Extract every line from the entries below that contains the string "flame".

-- Start --

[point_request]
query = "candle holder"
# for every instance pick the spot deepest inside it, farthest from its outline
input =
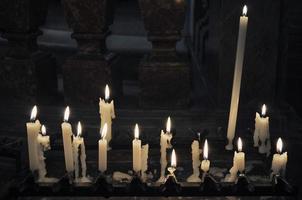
(136, 185)
(243, 185)
(209, 185)
(64, 184)
(171, 186)
(101, 184)
(280, 185)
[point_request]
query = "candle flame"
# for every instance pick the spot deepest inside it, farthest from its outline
(66, 113)
(173, 159)
(244, 10)
(104, 131)
(33, 114)
(79, 129)
(205, 150)
(239, 145)
(107, 92)
(136, 132)
(43, 130)
(279, 145)
(168, 126)
(263, 110)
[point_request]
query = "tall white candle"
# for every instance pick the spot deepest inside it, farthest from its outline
(33, 129)
(195, 162)
(165, 143)
(237, 78)
(78, 142)
(136, 151)
(107, 113)
(43, 141)
(205, 164)
(261, 133)
(67, 141)
(145, 151)
(103, 150)
(279, 159)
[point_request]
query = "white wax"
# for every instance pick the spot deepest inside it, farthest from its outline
(43, 143)
(145, 150)
(237, 81)
(136, 155)
(261, 133)
(102, 155)
(279, 163)
(67, 144)
(107, 114)
(33, 129)
(165, 143)
(239, 161)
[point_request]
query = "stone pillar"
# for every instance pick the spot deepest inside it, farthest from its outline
(261, 56)
(25, 73)
(164, 75)
(87, 72)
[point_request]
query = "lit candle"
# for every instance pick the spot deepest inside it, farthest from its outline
(43, 141)
(237, 78)
(33, 129)
(107, 113)
(67, 141)
(165, 143)
(136, 151)
(261, 133)
(239, 157)
(78, 143)
(279, 159)
(172, 169)
(103, 150)
(205, 164)
(195, 162)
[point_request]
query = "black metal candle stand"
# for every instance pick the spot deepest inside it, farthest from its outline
(171, 187)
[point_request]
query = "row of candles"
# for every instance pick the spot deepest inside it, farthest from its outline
(74, 150)
(37, 142)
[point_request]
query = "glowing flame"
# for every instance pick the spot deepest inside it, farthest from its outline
(33, 114)
(104, 131)
(136, 132)
(205, 150)
(239, 145)
(244, 10)
(263, 110)
(107, 92)
(66, 114)
(43, 130)
(168, 126)
(279, 145)
(79, 129)
(173, 159)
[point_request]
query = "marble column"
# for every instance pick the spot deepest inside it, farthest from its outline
(261, 56)
(164, 75)
(88, 71)
(26, 72)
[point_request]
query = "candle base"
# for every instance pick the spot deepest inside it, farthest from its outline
(101, 184)
(229, 147)
(209, 185)
(171, 186)
(136, 185)
(243, 185)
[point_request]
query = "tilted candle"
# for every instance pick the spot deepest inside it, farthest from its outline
(237, 79)
(103, 150)
(67, 141)
(33, 129)
(136, 151)
(279, 159)
(107, 113)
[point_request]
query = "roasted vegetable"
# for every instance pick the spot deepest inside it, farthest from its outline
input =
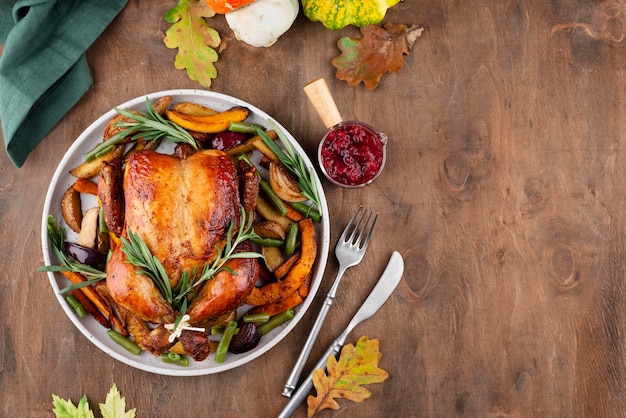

-- End --

FINISHED ANSWER -
query = "candle flame"
query = "glowing flame"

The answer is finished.